_Provided passage:_
>> start

Enabling something - not sure what
Our friends at the tax office have, like last year, been busy issuing
letters to various businesses over the summer months, warning them their
tax returns and accounts may be incorrect. These are so called
"enabling letters", and come in two sorts.
The first is addressed to all businesses - although not every business
gets one - and lists some common mistakes and errors that HM Revenue &
Customs find in small business accounts. It really is Janet and John
stuff, but it can cause some concerns to recipients eg, "Why have I
received this?" or "Am I being investigated?" - the answers to these
questions are, first, "Not sure, the HMRC computer appears to be pulling
taxpayers out of the hat", and secondly, "No, and just because
you've received the letter it doesn't mean you are going to be". If
you read the next paragraph regarding the construction industry you'll see
why the selection of recipients is quite bizarre. These letters are
a none to subtle form of scare tactics, attempting to suggest HMRC is
cracking down on small business accounts.
The second type of enabling letter is going to businesses who are
Contractors under the Construction Industry Tax Scheme (CIS), and suggests
that the business may want to check that the employed/self employed status
of its workers is correct. It appears that the HMRC computer is
selecting businesses to receive this letter because the same sub
contractors crop up regularly on their CIS submissions. The
letter goes on to explain how (in the tax mans eyes) you tell whether a
sub contractor is employed or self employed.

>> end

_Provided data:_
>> start

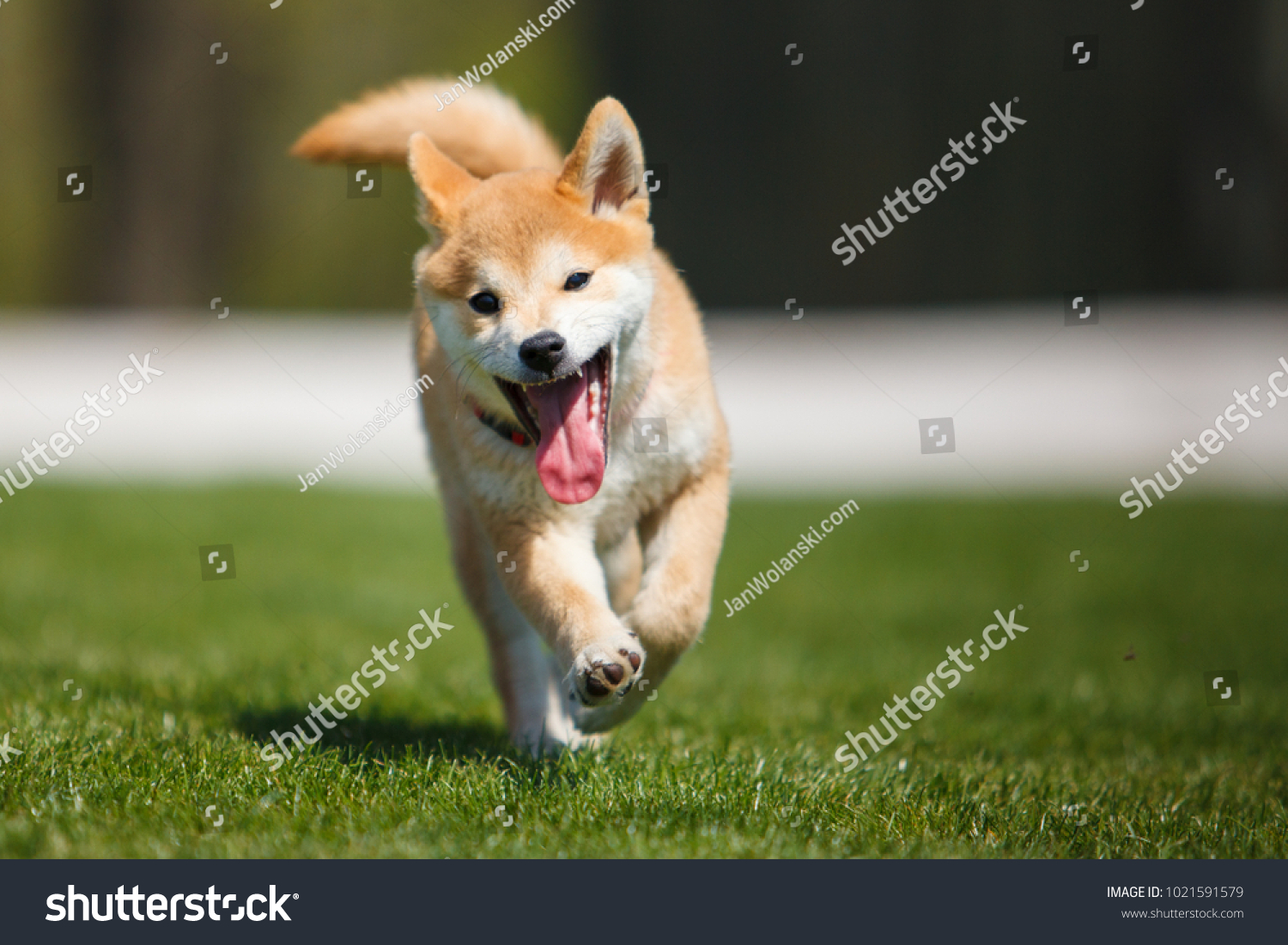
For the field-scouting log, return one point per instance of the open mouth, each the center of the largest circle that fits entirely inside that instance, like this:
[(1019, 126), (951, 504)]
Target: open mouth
[(567, 417)]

>> end

_Task instructions:_
[1] In the text on HMRC enabling letters, which businesses receive the second type of letter?
[2] Return the part of the enabling letters text that begins at the words "The second type" and stops after the words "or self employed.".
This data comes from a separate source, not from the text.

_Exercise results:_
[1] Businesses that are Contractors under the Construction Industry Tax Scheme (CIS).

[2]
The second type of enabling letter is going to businesses who are
Contractors under the Construction Industry Tax Scheme (CIS), and suggests
that the business may want to check that the employed/self employed status
of its workers is correct. It appears that the HMRC computer is
selecting businesses to receive this letter because the same sub
contractors crop up regularly on their CIS submissions. The
letter goes on to explain how (in the tax mans eyes) you tell whether a
sub contractor is employed or self employed.